▸ What you should do: In full and unaltered, output the records below.

** Opening Given information block **

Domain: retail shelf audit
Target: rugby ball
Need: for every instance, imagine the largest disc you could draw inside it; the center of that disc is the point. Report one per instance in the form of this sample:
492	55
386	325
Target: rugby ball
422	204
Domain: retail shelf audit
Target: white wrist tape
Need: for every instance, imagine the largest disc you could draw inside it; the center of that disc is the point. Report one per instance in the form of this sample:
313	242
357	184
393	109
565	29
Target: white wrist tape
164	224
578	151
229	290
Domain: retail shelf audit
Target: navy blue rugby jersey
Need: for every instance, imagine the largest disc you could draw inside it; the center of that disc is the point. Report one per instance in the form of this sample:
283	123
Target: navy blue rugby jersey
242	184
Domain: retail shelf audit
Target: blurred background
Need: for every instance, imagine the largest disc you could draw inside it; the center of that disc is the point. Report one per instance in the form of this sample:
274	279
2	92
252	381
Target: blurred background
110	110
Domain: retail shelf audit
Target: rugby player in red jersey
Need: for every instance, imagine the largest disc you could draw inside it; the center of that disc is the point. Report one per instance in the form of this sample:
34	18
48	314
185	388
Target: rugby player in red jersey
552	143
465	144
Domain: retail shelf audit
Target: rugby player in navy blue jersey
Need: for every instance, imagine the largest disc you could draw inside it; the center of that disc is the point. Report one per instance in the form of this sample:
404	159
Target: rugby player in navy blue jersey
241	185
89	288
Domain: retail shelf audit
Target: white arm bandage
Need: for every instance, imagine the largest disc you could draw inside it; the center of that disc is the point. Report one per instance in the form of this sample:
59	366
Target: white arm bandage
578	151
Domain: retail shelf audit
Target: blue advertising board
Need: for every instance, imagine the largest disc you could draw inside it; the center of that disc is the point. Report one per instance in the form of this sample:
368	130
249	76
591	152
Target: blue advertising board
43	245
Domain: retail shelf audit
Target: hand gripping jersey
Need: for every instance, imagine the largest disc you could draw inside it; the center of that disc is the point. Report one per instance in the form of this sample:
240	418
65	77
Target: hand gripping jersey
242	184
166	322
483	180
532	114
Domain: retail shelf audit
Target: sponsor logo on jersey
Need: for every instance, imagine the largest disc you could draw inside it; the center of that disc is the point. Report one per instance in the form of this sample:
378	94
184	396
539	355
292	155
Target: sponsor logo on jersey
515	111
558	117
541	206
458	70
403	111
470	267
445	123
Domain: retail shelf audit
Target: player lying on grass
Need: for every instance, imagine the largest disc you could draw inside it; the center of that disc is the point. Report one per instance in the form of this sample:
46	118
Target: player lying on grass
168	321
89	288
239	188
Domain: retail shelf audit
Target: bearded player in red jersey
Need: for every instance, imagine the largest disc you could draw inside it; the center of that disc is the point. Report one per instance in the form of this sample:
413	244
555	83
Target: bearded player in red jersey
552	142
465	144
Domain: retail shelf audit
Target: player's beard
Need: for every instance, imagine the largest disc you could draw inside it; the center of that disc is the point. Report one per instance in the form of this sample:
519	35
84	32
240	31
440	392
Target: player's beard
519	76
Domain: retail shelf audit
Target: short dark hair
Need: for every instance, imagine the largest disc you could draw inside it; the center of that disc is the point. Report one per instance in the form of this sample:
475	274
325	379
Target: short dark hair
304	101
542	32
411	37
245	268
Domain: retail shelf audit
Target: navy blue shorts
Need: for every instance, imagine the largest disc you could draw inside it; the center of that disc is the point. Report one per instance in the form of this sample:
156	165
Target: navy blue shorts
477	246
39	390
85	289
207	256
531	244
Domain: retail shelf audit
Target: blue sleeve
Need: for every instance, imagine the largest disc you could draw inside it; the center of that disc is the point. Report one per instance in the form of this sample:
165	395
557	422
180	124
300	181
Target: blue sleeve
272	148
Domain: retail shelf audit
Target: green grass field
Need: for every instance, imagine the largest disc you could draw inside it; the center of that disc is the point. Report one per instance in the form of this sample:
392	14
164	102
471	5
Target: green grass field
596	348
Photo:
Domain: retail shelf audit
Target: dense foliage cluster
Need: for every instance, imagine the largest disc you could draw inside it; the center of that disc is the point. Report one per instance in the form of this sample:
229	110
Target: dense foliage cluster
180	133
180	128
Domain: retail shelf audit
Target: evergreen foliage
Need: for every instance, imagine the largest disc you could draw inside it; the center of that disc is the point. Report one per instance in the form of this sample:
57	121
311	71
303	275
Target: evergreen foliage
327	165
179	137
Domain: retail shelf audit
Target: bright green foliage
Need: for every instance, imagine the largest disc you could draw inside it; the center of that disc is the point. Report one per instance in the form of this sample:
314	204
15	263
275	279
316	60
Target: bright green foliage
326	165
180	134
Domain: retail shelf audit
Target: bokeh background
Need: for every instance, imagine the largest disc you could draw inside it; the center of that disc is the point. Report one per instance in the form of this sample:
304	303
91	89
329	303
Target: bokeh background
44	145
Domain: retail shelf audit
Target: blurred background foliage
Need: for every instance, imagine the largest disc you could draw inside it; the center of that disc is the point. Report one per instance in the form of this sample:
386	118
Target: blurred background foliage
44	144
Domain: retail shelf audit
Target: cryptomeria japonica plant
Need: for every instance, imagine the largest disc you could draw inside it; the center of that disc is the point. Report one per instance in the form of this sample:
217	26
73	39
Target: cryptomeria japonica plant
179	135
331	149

** Closing Given information block **

▸ Solution to this exercise:
Domain: retail shelf audit
Target: rugby ball
Need: for every instance, imagine the largest disc you could draw inside it; the center of that disc is the point. Report one per instance in the form of this sample:
492	55
386	325
Target: rugby ball
422	204
Domain: retail shelf audit
Target: white wrist tape
Need: for every instance, imagine the largest disc you could draw inside it; the center of that disc is the point. Report one per instance in the form of this sample:
313	242
357	184
393	109
565	29
Target: white wrist tape
164	224
578	151
229	290
Domain: retail shelf audit
Target: navy blue rugby jersey
Need: for every instance, imagine the largest disc you could draw inside it; the center of that disc is the point. Report one per instance in the form of this sample:
283	123
Target: navy blue rugby jersey
242	184
Domain: retail shelf audit
Target: blurred background
Need: for every instance, imagine the largest disc you could draw inside it; the center of that disc is the point. Report one per instance in the form of this sample:
274	279
2	92
252	381
Target: blurred background
110	110
Domain: retail shelf audit
Target: rugby player in red jersey
Need: for every instance, imagine the largest disc you could draw inside it; the center of that disc is the point. Report one per instance in the form of this sample:
34	18
48	314
185	388
Target: rugby player in red jersey
552	143
465	144
Domain: retail shelf audit
Target: rugby player in navy blue jersey
Need: for every instance, imagine the largest disc you could draw inside it; the center of that disc is the point. Report one per instance in the form of this sample:
404	159
Target: rugby player in navy blue jersey
241	185
89	288
Domain: retail shelf audit
Target: white arm bandage
Need: for every instance, imagine the largest disc you could draw inside it; the center of that disc is the point. Report one per instance in the form of this sample:
59	366
Target: white arm bandage
578	151
Domain: retail shelf audit
Target: blue advertising board
Need: for every instance, imagine the largest disc you could draw inside it; the center of that disc is the point. Report one per instance in the form of this sample:
368	130
249	76
591	152
Target: blue advertising board
43	245
Domain: retail shelf audit
Target: hand gripping jersey
Need: for every instance, imagine the largest disc you could draw inside it; the center of that disc is the point. Report one per instance in the form of this sample:
240	418
65	77
Target: hand gripping jersey
242	184
166	322
483	180
532	114
Domain: retail shelf audit
Target: sponsor logo on jersey
Need: for every instance, imagine the largest disc you could draw inside it; the center of that disc is the point. Report one per instance in the form of this sample:
378	94
184	396
539	355
292	155
Target: sponsor logo on jersey
515	111
558	117
541	206
458	70
403	111
470	267
445	123
Domain: retail shelf audit
Target: player lying on grass
Need: for every instance, imagine the largest disc you could draw inside it; the center of that disc is the point. Report one per instance in the form of this sample:
46	118
Target: player lying on grass
168	321
89	288
239	188
Domain: retail shelf audit
Target: bearded player in red jersey
Need: for every instance, imagine the largest disc you could draw inside it; the center of that disc is the point. Report one per instance in the form of this sample:
413	244
555	83
Target: bearded player in red jersey
552	142
465	144
Domain: retail shelf audit
Target: player's beard
Need: for every instance, imagine the largest disc you could draw inside it; the center of that disc is the point. Report one per instance in the form of this sample:
519	35
84	32
240	31
440	392
Target: player's beard
519	76
Domain: retail shelf audit
Target: short dark hair
Need: for every instance, imagine the largest disc you could draw inside it; the center of that disc is the point. Report one per instance in the form of this sample:
475	274
325	379
Target: short dark hair
304	101
542	32
411	37
245	268
Domain: retail shelf audit
Target: navy blue shorts
Need: for every instance, imagine the largest disc you could draw inside it; the center of that disc is the point. Report one per instance in the form of this sample:
156	165
Target: navy blue shorts
477	246
39	390
85	289
207	256
531	244
Domain: retail shelf audit
Target: blue sleeve
Need: for every instance, imagine the largest disc you could draw inside it; the center of that disc is the point. Report one per instance in the form of this sample:
165	395
557	422
180	124
300	181
Target: blue sleeve
272	148
Domain: retail shelf audit
Target: green grass field
Need: for every instance, imagine the largest disc you could draw inside it; the center of that disc is the point. Report one per instance in the form of this sample:
392	14
164	102
471	5
Target: green grass field
596	348
Photo:
Domain: retail shelf audit
Target: dense foliage cluster
Need: for every instance, imagine the largest disc you could draw inside it; the center of that disc is the point. Report one per instance in the form of this sample:
229	110
Target: dense foliage cluster
180	133
180	128
Domain: retail shelf audit
Target: evergreen foliage
Need: for every instance, imagine the largest disc you could draw inside it; the center of that disc is the point. Report one per instance in the form of this sample:
57	121
311	71
303	275
Target: evergreen foliage
327	165
179	137
Domain: retail shelf audit
Target: bright green foliage
Need: for every instance, imagine the largest disc you could draw inside it; the center of that disc is the point. Report one per instance in the form of this sample:
314	204
15	263
275	279
316	60
Target: bright green foliage
326	165
180	134
Domain: retail shelf audit
Target: bokeh background
Need: for every instance, imagine the largest disc you could draw inside it; the center of that disc is the point. Report one per instance in the form of this sample:
304	303
91	89
329	303
Target: bokeh background
44	145
Domain: retail shelf audit
Target: blurred background foliage
Need: for every instance, imagine the largest disc you could draw inside it; the center of that disc is the point. Report one per instance in the form of this sample:
386	118
Target: blurred background foliage
44	144
Domain: retail shelf audit
Target: cryptomeria japonica plant
Need: for every instance, imagine the largest disc you could draw inside it; the center of that disc is the point. Report one per instance in the form of this sample:
217	26
73	39
Target: cryptomeria japonica plant
179	135
331	149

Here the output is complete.